### [GIVEN INFORMATION]
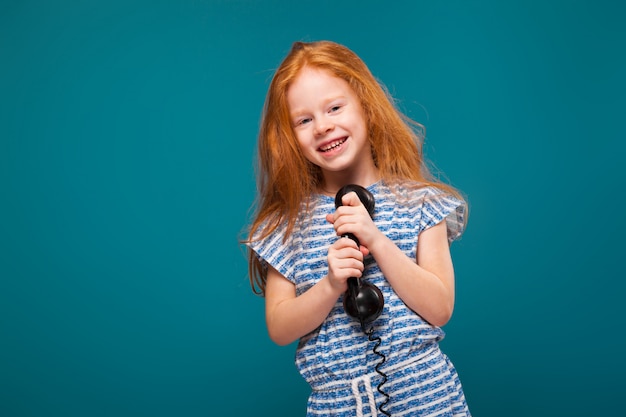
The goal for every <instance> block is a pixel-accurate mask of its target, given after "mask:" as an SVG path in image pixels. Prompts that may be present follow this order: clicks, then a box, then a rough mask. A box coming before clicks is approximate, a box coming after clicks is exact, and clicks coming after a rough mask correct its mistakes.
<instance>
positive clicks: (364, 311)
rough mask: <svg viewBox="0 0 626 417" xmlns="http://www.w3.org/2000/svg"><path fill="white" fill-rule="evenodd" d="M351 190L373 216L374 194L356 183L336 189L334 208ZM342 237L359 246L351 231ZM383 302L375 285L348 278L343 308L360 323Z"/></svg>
mask: <svg viewBox="0 0 626 417" xmlns="http://www.w3.org/2000/svg"><path fill="white" fill-rule="evenodd" d="M353 191H354V192H355V193H356V195H357V196H358V197H359V200H361V203H362V204H363V206H365V209H366V210H367V212H368V213H369V215H370V217H374V208H375V201H374V196H373V195H372V193H371V192H369V191H368V190H367V189H366V188H364V187H361V186H360V185H356V184H348V185H345V186H343V187H342V188H341V189H340V190H339V191H337V194H336V195H335V208H338V207H340V206H342V205H343V202H342V198H343V196H344V195H346V194H348V193H350V192H353ZM344 237H348V238H350V239H352V240H354V241H355V242H356V244H357V245H359V246H360V243H359V240H358V239H357V238H356V236H354V235H353V234H352V233H348V234H346V235H345V236H344ZM384 303H385V302H384V298H383V294H382V292H381V291H380V289H379V288H378V287H377V286H375V285H374V284H370V283H369V282H365V281H363V280H361V279H358V278H354V277H353V278H348V290H347V291H346V292H345V294H344V296H343V308H344V310H345V311H346V313H347V314H348V315H349V316H350V317H353V318H356V319H359V320H360V321H361V323H369V322H371V321H374V320H376V319H377V318H378V316H379V315H380V313H382V311H383V306H384Z"/></svg>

### [WHAT YOU ARE ASKED TO DO]
Your answer should consist of copies of the lines above that include the string "instance".

### [SOLUTION TO THE EXERCISE]
The goal for every <instance> block is a pixel-accurate mask of its target, given after "mask:" as an SVG path in image pixels. Prompts that may be present follow this order: clicks, then a box, then a rough mask. A box coming before clicks is approximate, a box coming after clicks is exact, and clicks coming after a rough mask correct its mistakes.
<instance>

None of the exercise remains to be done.